Problems and tasks
1. In the chicken noodle casserole description, why are the peas stirred in while still frozen?
2. Rewrite the chicken noodle casserole paragraph that begins "Chicken Noodle Casserole presents a hearty blend" as a short list that keeps its main facts.

Chicken Noodle Casserole
User Reviews
5
Chicken Noodle Casserole
Description
Chicken Noodle Casserole presents a hearty blend of wide egg noodles and shredded chicken surrounded by a smooth, slightly thickened sauce enriched with butter, flour, milk, and savory chicken broth. The sautéed mix of carrots, celery, onion, and garlic gently softens and infuses the dish with aromatic depth. Fresh thyme introduces a subtle herbal essence. As it bakes in the oven, the egg noodles finish cooking in the sauce to achieve a tender bite without becoming mushy. Frozen peas are stirred in while still frozen to maintain their bright green color and slight snap. The casserole features a final topping of sharp cheddar cheese melted into the mixture and a layer of cracker crumbs that toast to a crunchy golden crust during baking, bringing contrasting texture to the creamy interior.

Information
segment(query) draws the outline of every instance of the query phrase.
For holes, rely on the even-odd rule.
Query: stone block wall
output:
* * *
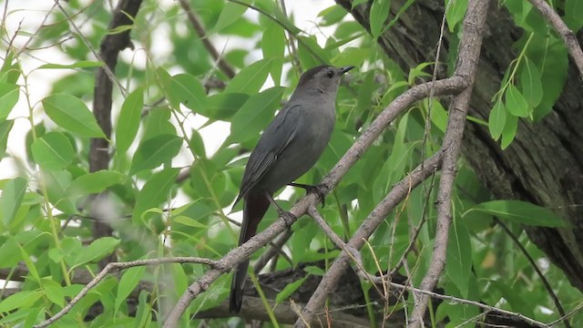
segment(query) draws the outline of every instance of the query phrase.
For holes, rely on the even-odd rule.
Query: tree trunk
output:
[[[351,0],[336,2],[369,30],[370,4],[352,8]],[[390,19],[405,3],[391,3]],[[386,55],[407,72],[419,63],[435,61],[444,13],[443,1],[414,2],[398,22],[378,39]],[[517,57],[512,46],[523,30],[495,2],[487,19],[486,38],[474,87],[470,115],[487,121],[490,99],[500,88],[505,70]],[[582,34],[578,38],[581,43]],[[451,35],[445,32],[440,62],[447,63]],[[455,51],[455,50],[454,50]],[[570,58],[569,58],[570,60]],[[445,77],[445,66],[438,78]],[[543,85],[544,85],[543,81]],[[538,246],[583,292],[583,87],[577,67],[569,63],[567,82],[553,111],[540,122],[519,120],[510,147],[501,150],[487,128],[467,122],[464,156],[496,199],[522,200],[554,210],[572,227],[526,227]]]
==
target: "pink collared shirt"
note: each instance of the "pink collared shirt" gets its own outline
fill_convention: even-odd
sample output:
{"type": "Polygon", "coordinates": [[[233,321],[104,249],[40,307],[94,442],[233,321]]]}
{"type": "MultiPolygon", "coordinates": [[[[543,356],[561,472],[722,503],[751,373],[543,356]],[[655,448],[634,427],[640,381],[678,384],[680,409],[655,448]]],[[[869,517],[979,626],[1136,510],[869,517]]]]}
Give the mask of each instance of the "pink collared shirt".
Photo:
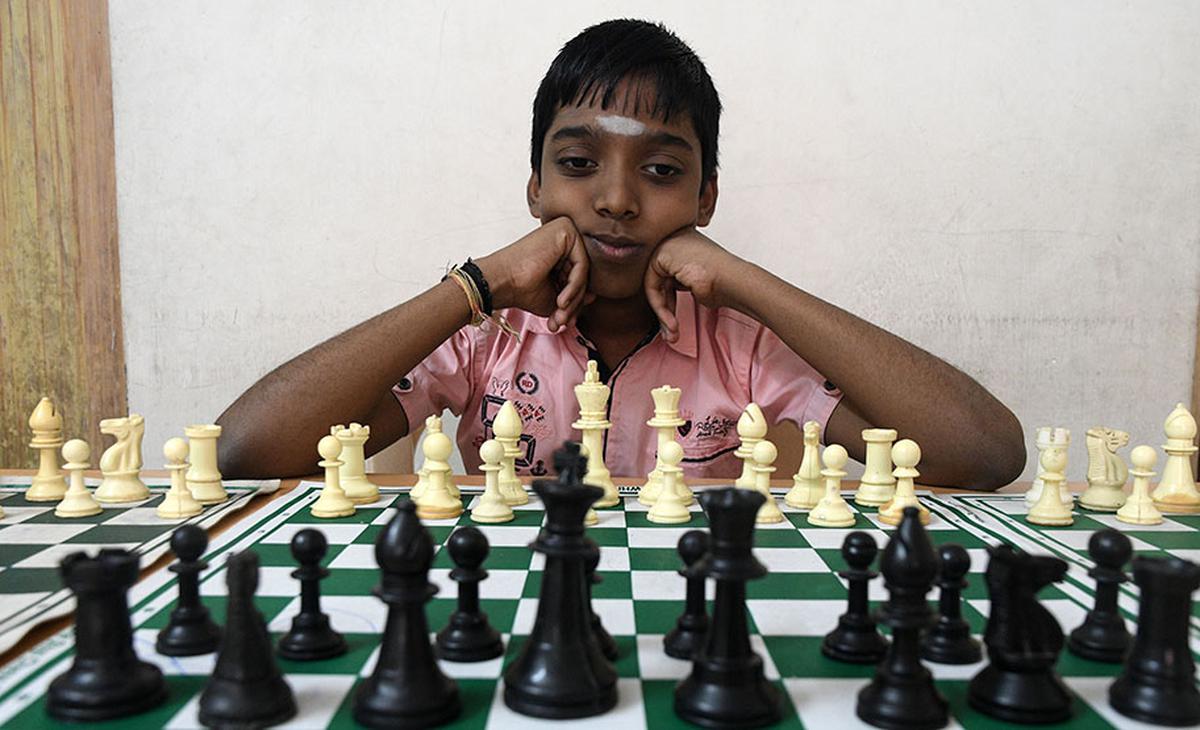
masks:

Answers to the exercises
1. They are stirred in frozen to keep their bright green color and slight snap.

2.
- Base: wide egg noodles and shredded chicken in a smooth, slightly thickened sauce of butter, flour, milk, and chicken broth.
- Vegetables: carrots, celery, onion, and garlic, sautéed for aromatic depth.
- Herb: fresh thyme for a subtle herbal note.
- Baking: the noodles finish cooking in the sauce in the oven, so they turn tender without getting mushy.
- Peas: stirred in frozen to keep their bright green color and slight snap.
- Topping: sharp cheddar melted into the mixture, plus cracker crumbs that toast into a crunchy golden crust over the creamy interior.